● **EXERCISE A**:
Echo a portion of the Neo4jPHP excerpt word for word, starting at "Using Neo4j for" and ending after "of this tool.".

:: SOURCE EXTRACT

Using Neo4j for PHP developers

PHP is one of the most widely popular web development languages for creating dynamic content based application. Some common frameworks such as Wordpress and CakePHP are developed with PHP. Now, if you are trying to develop a PHP application, and want Neo4j at the backend for data storage and processing, you can use the Neo4jPHP adapter very well. It is written by Josh Adell, and it exposes an API that encourages intuitiveness and flexibility of use. Neo4jPH also incorporates some advantageous performance enhancements of its own, in the form of lazy-loading and caching. Let us take a look at some basic usage of this tool.

Use an editor to create a script and name it connection_test.php. Add the following lines to it:

<?php

require('vendor/autoload.php');

$client = new Everyman\Neo4j\Client('localhost', 7474);

print_r($client->getServerInfo());

If you have a database instance running on a different machine or port, you need to accordingly change localhost to the complete address of the database machine, and 7474 to the appropriate port number.

You can now execute the script from a server instance or in a standalone manner to view the result:

> php connection_test.php

If your server information displays successfully, then you have set up a basic Neo4jPHP code. You can view the source of the project at https://github.com/jadell/neo4jphp along with the detailed documentation at https://github.com/jadell/neo4jphp/wiki/Introduction.

::::
:: GIVEN RECORDS

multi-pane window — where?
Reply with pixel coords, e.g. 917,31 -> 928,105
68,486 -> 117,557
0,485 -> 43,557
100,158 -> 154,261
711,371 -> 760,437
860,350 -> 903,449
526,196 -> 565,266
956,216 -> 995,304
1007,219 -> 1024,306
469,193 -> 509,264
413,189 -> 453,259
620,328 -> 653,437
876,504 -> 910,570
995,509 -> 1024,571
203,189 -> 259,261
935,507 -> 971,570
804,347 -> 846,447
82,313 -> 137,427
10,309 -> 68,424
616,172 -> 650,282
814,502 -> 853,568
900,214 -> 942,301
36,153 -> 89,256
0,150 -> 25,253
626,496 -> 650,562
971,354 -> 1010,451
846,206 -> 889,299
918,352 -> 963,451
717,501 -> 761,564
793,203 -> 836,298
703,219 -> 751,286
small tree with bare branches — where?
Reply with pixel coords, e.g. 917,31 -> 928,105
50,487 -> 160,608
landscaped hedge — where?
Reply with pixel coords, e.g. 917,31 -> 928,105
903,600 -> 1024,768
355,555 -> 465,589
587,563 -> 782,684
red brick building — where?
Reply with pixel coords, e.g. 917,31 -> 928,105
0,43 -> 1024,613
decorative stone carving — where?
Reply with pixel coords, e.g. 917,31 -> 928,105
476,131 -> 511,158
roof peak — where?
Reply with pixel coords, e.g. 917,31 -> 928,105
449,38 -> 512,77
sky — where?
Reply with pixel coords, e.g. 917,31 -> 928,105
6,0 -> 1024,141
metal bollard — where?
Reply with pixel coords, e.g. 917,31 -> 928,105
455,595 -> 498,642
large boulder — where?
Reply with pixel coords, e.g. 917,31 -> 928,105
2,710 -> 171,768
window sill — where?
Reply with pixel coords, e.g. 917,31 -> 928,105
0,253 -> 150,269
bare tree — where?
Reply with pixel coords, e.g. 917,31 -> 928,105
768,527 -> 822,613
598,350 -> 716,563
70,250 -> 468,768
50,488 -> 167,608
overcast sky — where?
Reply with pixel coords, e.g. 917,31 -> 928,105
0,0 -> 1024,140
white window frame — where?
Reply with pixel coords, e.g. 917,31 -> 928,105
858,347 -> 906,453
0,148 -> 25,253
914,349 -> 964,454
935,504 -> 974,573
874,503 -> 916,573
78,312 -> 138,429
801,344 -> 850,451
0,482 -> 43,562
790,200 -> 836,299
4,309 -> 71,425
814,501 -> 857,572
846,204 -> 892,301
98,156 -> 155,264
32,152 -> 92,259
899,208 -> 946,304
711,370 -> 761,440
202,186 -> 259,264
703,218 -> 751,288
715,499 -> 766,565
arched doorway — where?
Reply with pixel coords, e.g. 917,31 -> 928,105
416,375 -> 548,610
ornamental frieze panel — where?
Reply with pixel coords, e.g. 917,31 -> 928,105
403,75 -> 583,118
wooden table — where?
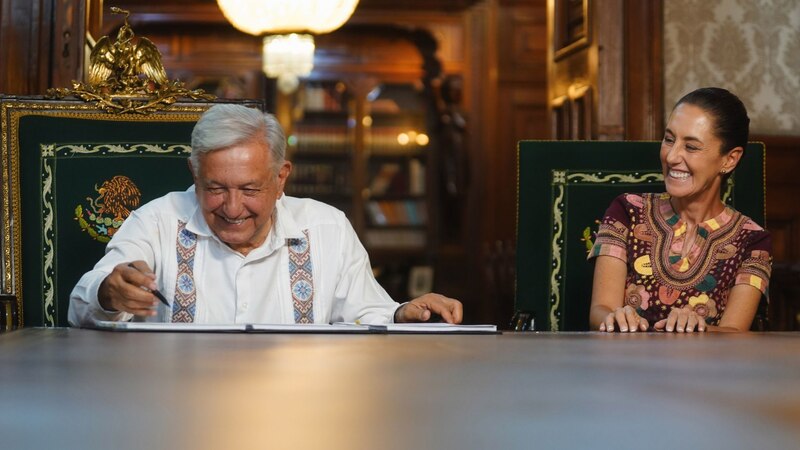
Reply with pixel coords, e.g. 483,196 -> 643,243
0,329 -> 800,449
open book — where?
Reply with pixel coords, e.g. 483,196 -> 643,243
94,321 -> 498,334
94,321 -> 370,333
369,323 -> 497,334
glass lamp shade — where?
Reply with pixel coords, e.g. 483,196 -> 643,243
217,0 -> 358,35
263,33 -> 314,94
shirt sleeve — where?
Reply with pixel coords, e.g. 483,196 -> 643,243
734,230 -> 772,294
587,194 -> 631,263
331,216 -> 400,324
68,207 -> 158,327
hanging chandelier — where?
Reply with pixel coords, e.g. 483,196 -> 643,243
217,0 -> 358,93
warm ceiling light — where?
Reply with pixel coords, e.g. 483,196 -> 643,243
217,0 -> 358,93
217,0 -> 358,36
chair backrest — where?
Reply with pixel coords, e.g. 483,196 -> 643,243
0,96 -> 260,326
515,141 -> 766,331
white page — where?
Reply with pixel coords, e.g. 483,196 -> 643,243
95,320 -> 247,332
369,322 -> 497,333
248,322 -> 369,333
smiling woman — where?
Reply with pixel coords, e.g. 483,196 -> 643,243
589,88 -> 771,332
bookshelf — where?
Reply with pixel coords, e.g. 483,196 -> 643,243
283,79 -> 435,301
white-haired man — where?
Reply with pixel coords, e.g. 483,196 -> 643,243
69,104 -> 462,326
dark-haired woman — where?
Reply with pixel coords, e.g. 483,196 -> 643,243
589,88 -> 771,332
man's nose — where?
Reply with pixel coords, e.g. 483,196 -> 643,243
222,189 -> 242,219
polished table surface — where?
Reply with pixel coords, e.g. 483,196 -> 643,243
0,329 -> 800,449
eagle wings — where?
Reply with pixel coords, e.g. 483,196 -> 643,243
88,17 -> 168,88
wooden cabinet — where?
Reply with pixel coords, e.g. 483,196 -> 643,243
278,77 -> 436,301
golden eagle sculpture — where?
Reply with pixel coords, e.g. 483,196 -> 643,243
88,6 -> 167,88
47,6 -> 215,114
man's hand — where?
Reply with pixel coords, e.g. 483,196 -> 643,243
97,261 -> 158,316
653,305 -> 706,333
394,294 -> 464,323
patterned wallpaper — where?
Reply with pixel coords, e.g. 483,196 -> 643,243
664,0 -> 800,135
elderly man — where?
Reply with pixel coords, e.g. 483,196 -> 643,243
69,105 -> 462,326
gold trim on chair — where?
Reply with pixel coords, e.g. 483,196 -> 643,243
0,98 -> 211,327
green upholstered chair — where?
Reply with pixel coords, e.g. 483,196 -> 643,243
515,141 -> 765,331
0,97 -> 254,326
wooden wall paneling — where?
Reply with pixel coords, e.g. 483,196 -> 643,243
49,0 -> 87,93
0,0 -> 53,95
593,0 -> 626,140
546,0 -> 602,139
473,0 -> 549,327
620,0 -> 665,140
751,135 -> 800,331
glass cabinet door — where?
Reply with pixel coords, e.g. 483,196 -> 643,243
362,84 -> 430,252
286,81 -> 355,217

::::
:: GIVEN RECORDS

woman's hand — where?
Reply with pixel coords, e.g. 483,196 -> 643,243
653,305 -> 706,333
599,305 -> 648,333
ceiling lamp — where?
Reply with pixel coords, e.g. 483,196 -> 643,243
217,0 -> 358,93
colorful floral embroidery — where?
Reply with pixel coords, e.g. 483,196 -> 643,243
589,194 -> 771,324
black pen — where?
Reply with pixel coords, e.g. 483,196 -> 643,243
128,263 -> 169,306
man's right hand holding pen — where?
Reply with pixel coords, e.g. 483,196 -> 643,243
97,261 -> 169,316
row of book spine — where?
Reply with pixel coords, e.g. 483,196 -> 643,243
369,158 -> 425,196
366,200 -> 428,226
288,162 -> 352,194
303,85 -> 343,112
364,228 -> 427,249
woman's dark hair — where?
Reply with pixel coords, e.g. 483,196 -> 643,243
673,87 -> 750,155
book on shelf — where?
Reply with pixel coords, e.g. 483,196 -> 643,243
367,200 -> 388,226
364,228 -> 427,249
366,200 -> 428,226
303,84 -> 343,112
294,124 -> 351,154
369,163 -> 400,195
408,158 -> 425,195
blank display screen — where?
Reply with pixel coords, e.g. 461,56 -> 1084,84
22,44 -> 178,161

::::
:: GIVEN RECORDS

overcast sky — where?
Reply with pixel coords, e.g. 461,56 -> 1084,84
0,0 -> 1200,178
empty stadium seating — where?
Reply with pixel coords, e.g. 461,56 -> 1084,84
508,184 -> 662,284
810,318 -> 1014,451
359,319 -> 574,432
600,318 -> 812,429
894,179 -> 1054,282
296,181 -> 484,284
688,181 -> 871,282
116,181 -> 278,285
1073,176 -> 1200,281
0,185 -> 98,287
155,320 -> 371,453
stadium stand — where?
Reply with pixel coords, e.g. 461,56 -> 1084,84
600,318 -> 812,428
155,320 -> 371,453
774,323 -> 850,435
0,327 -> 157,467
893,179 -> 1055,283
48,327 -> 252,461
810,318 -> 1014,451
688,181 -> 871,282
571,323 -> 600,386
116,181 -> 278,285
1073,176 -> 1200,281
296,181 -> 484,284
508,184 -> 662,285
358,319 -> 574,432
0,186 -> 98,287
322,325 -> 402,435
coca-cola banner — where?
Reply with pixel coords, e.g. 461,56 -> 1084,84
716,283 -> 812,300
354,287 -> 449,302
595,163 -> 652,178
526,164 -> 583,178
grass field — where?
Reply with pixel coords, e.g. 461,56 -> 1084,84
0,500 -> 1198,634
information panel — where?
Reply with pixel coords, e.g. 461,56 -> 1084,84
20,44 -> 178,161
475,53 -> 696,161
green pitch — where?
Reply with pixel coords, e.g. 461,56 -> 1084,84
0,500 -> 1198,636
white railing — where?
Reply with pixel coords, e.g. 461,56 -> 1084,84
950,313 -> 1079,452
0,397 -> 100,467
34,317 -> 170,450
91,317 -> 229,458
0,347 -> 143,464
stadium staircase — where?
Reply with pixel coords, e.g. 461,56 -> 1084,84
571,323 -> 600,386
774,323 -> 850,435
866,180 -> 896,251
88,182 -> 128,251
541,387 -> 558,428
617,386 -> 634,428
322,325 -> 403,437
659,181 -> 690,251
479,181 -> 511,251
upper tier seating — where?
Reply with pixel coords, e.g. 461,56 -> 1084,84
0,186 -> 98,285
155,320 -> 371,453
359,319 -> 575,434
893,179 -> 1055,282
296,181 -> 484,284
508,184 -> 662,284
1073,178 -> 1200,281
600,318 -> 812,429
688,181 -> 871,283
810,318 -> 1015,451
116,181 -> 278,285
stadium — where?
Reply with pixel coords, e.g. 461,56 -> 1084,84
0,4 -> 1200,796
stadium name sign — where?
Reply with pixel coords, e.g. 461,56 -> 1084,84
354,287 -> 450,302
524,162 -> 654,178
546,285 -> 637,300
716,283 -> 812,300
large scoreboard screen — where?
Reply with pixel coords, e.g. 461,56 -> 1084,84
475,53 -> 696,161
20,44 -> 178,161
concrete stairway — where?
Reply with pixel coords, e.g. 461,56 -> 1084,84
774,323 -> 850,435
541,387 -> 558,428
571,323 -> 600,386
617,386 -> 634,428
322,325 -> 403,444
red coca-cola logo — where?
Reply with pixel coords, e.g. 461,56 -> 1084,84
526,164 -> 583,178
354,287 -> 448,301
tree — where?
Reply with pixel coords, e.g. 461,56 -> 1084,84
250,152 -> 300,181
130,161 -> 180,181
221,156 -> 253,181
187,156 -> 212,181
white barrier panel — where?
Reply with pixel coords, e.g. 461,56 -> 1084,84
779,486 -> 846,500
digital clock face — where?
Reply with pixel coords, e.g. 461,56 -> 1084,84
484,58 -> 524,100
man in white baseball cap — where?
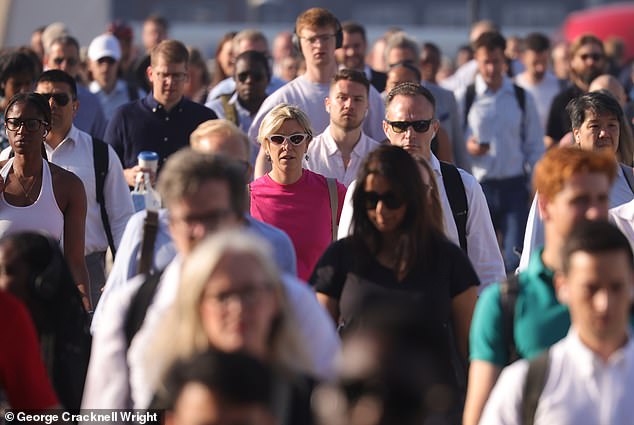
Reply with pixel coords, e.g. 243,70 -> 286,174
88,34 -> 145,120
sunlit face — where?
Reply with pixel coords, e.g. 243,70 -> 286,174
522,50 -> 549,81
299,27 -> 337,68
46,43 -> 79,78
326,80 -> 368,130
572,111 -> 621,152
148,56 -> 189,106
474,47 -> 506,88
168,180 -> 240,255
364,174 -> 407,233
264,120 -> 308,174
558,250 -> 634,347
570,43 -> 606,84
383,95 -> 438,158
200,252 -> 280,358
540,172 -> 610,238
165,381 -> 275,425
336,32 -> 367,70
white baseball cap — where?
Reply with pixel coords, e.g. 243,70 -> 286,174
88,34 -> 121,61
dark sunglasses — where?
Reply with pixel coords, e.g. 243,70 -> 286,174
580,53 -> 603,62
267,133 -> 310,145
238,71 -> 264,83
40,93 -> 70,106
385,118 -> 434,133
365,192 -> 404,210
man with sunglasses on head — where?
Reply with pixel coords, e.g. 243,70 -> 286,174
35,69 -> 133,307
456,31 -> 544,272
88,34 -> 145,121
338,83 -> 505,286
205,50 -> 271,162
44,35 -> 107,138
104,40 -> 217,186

::::

● **EXERCISE B**:
Duplicate the rows verbatim, starting at the line that has "multi-pane window — where?" and stopping after the line that has "50,488 -> 167,608".

● **REPLY A**:
Using Neo4j for PHP developers

PHP is one of the most widely popular web development languages for creating dynamic content based application. Some common frameworks such as Wordpress and CakePHP are developed with PHP. Now, if you are trying to develop a PHP application, and want Neo4j at the backend for data storage and processing, you can use the Neo4jPHP adapter very well. It is written by Josh Adell, and it exposes an API that encourages intuitiveness and flexibility of use. Neo4jPH also incorporates some advantageous performance enhancements of its own, in the form of lazy-loading and caching. Let us take a look at some basic usage of this tool.

● **REPLY B**:
multi-pane window — where?
Reply with pixel coords, e.g. 917,31 -> 928,105
68,486 -> 117,557
0,485 -> 43,557
100,158 -> 154,261
711,371 -> 760,437
860,350 -> 903,449
526,196 -> 565,266
956,216 -> 995,304
1007,219 -> 1024,306
469,193 -> 509,264
413,189 -> 453,259
620,328 -> 653,437
876,504 -> 910,570
995,509 -> 1024,571
203,189 -> 259,261
935,507 -> 971,570
804,347 -> 846,447
82,313 -> 137,427
10,309 -> 68,424
616,172 -> 650,282
814,502 -> 853,568
900,214 -> 942,301
36,153 -> 89,256
0,150 -> 25,253
626,496 -> 650,562
971,354 -> 1010,451
846,206 -> 889,299
918,352 -> 963,451
717,501 -> 761,564
793,203 -> 836,298
703,219 -> 751,286
small tree with bare branches — where?
Reply with pixel coords, e.g. 917,31 -> 928,105
50,487 -> 160,608
landscaped hedge — where?
Reply with pixel coords, e.g. 917,31 -> 928,105
903,600 -> 1024,768
355,555 -> 465,589
587,563 -> 782,684
red brick building — where?
Reply with pixel coords, e.g. 917,31 -> 928,105
0,43 -> 1024,613
decorative stone carving — where?
Reply with pixel coords, e.g. 917,31 -> 928,105
476,131 -> 511,158
roof peak — where?
Reply with pixel coords, e.g. 917,31 -> 928,105
449,38 -> 512,77
sky — where?
Reply with pixel coords, e.g. 917,31 -> 928,105
6,0 -> 1024,141
metal bollard — where?
Reply with pixel coords, e.g. 917,31 -> 928,105
455,595 -> 498,642
large boulder — where?
Reply with pixel coords, e.g. 917,31 -> 928,105
2,710 -> 171,768
window sill — where?
Reply with pixel coords, e.g. 917,31 -> 928,105
0,253 -> 150,269
bare tree — where?
Reply with pixel coords, e.g. 917,31 -> 928,105
768,527 -> 822,613
598,350 -> 716,563
70,250 -> 468,768
50,488 -> 167,608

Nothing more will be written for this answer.